--- START Quoted text ---
Financial Statements form the backbone for financial planning, analysis, benchmarking and decision making. If Non-Corporate entities follow high quality reporting framework, its financial statements faithfully represent its transactions and are more reliable, complete and comparable.
Applicability of Accounting Standards
In view of the above, Accounting Standards apply in respect of any entity engaged in commercial, industrial or business activities. Exclusion of an entity from the applicability of the Accounting Standards is permissible only if no part of the activity of such entity is commercial, industrial or business in nature. Even if where a very small proportion of the activities of an entity were considered to be commercial, industrial or business in nature, the Accounting Standards would apply to all its activities including those, which are not commercial, industrial or business in nature.
At present, there are three sets of Accounting Standards:
(i) Indian Accounting Standards (Ind AS) for specified class of companies;
(ii) Accounting Standards (AS) notified under Companies (Accounting Standards) Rules, 2021, for companies other than those following Ind AS;
(iii) Accounting Standards (AS) prescribed by ICAI for entities other than companies.
(i) Indian Accounting Standards (Ind AS) for Companies
In view of global developments and importance of integrating local Accounting Standards with global financial reporting standards, keeping in view the Indian legal and economic scenario, IFRS converged Ind AS have been notified and are applicable to all listed companies and Non-Banking Financial Companies (NBFCs) and to unlisted companies and unlisted NBFCs with networth of INR 250 crores or more. Ind AS are also applicable to holding/subsidiaries/joint ventures/associates of such companies.
--- END Quoted text ---
*Given exercise 1*: Pull out every line of the records that contains the string "wall", and copy each one as it appears.
The records that come next are unrelated to the text on accounting standards.
--- START Raw data ---
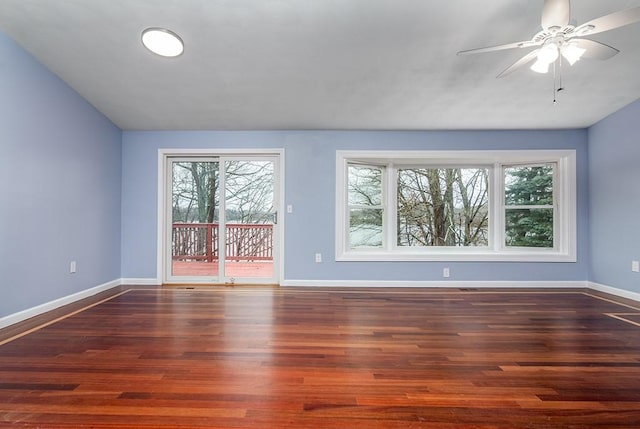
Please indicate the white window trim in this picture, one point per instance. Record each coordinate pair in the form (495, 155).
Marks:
(564, 198)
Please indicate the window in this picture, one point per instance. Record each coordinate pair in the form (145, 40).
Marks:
(456, 205)
(365, 206)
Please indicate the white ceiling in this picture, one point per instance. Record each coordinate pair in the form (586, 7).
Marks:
(322, 64)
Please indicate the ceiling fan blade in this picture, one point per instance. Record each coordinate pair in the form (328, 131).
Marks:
(521, 62)
(525, 44)
(609, 22)
(595, 50)
(556, 13)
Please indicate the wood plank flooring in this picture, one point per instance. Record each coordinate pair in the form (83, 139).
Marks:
(327, 358)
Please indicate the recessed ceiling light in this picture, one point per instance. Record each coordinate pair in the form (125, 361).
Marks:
(162, 42)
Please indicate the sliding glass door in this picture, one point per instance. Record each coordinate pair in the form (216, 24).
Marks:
(222, 220)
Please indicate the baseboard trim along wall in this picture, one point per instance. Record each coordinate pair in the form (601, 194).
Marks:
(434, 284)
(140, 281)
(614, 291)
(52, 305)
(56, 303)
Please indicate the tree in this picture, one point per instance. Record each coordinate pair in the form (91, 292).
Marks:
(529, 201)
(442, 207)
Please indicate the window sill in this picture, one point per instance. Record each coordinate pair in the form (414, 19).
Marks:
(464, 256)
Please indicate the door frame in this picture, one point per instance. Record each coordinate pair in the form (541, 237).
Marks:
(161, 216)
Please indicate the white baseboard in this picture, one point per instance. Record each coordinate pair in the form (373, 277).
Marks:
(435, 284)
(135, 281)
(52, 305)
(614, 291)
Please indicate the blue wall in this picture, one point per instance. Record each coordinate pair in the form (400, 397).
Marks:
(310, 188)
(614, 210)
(60, 175)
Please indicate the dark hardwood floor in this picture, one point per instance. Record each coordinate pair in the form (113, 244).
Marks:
(327, 358)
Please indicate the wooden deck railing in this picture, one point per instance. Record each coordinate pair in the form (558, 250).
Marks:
(243, 242)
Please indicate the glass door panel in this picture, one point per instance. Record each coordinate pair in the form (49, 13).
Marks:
(195, 202)
(249, 221)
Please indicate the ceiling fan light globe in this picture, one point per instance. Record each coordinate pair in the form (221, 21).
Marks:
(572, 53)
(540, 67)
(548, 53)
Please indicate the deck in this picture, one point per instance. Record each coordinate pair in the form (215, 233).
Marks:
(256, 269)
(248, 249)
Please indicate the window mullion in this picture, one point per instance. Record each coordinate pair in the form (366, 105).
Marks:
(496, 217)
(391, 212)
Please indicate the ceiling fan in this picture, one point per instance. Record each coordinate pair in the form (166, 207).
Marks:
(560, 39)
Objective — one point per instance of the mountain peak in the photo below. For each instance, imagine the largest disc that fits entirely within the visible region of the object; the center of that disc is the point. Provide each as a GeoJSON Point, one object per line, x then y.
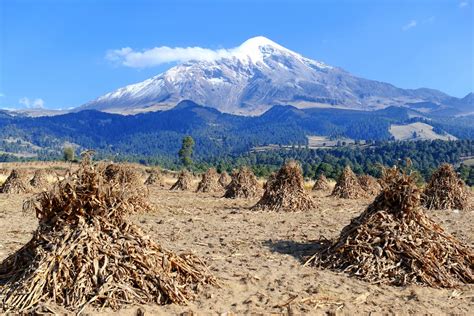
--- END Raw data ---
*Given exercise 2*: Resume the text on accounting standards, starting after its last sentence.

*Task result 1*:
Please indicate the baseboard trim along wall in this picture, one point per instance. Record each coordinate pair in the form (601, 194).
Please indicate the blue wall in this picture, one point per instance. Record each coordinate pair in the form (400, 397).

*Task result 2*:
(ii) Accounting Standards (AS) notified under Companies (Accounting Standards) Rules, 2021 for companies other than those following Ind AS
Companies that are not covered under Ind AS, as given in paragraph above, are required to apply Accounting Standards (AS) notified under the Companies Act as Companies (Accounting Standards) Rules, 2021. As on date, Accounting Standards (AS) 1 to 5, 7 and 9 to 29 are effective. As per the Companies (Accounting Standards) Rules, 2021, Small and Medium Companies (SMCs) are given certain exemptions/relaxations.
(iii) Accounting Standards (AS) prescribed by ICAI for entities other than companies.
ICAI, keeping in view the fact that the Accounting Standards (AS) notified under Companies Act will only be applicable to the companies, announced the scheme for applicability of Accounting Standards (AS) issued by ICAI to non-company entities. In this regard, the criteria for classification of non-company entities as decided by ICAI is given in Appendix A.
It may be noted that for the purpose of applicability of Accounting Standards (AS), entities are classified into four categories viz., Level I, Level II, Level III and Level IV non-company entities. Level I non-company entities are required to comply fully with all the AS. Level IV, Level III and Level II non-company entities are considered as Micro, Small and Medium Sized Entity (MSMEs) that have been granted certain exemptions/relaxations by the ICAI. The applicability of AS and exemptions/relaxations thereof for MSMEs are given in Appendix A.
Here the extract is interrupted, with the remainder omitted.